**EXERCISE DIRECTIONS**:
No line before the one containing "Target: campervan front wheel" should appear; that line and all lines after it, through the end of the data, are to be set down exactly.

**DATA SUPPLIED**:
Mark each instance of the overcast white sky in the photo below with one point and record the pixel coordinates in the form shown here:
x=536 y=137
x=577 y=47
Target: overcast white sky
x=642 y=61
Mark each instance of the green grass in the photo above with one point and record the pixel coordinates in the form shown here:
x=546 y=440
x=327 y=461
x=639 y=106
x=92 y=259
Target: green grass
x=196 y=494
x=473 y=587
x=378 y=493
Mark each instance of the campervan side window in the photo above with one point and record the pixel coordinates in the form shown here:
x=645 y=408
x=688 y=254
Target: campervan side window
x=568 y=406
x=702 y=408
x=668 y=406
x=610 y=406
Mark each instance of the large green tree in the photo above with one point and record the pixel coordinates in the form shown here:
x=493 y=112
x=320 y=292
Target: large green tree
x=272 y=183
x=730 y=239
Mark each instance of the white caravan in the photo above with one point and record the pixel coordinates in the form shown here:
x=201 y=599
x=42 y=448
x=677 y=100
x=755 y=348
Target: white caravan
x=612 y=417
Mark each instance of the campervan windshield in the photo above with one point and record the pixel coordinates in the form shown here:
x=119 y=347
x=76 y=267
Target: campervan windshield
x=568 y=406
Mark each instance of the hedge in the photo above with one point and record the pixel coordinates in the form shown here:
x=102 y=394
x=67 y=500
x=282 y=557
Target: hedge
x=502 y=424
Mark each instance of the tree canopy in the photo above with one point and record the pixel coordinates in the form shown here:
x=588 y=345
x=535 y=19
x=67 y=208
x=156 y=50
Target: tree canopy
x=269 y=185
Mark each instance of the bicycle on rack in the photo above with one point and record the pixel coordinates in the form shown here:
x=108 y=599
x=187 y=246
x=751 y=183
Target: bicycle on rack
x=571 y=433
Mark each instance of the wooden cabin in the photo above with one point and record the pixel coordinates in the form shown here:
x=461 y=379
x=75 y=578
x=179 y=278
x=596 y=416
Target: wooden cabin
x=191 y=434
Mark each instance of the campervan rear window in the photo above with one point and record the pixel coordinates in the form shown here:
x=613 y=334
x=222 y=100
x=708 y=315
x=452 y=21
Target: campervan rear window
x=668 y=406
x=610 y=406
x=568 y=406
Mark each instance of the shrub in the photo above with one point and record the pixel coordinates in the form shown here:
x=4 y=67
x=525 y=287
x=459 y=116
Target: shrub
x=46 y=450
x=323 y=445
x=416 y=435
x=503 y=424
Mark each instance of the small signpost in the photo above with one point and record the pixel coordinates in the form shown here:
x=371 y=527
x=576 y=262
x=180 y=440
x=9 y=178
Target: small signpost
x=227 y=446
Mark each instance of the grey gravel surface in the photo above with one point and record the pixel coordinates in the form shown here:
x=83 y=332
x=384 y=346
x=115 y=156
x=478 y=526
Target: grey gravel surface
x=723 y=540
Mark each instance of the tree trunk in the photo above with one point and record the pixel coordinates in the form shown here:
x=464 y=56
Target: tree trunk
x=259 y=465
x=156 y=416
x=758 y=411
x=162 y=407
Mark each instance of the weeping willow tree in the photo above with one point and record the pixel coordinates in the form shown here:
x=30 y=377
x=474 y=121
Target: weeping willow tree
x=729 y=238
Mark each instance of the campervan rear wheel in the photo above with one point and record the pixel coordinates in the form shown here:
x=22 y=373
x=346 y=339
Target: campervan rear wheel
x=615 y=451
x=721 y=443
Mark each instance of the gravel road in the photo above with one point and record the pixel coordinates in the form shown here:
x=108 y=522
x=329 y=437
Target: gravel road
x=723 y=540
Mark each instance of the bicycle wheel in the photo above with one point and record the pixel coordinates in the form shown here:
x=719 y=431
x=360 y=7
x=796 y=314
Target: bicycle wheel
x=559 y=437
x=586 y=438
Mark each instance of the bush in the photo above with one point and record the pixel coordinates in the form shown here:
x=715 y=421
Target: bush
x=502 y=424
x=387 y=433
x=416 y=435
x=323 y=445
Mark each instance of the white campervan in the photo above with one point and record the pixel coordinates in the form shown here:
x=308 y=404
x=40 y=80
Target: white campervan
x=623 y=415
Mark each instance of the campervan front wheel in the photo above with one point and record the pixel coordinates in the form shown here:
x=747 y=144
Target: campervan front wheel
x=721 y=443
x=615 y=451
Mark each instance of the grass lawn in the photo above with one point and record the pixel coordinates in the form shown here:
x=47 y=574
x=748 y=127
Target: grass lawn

**SOLUTION BELOW**:
Target: campervan front wheel
x=721 y=443
x=615 y=451
Mark each instance of the grass lawn in the photo above with one point and record the pixel coordinates in the form shown here:
x=47 y=574
x=748 y=127
Target: grass lawn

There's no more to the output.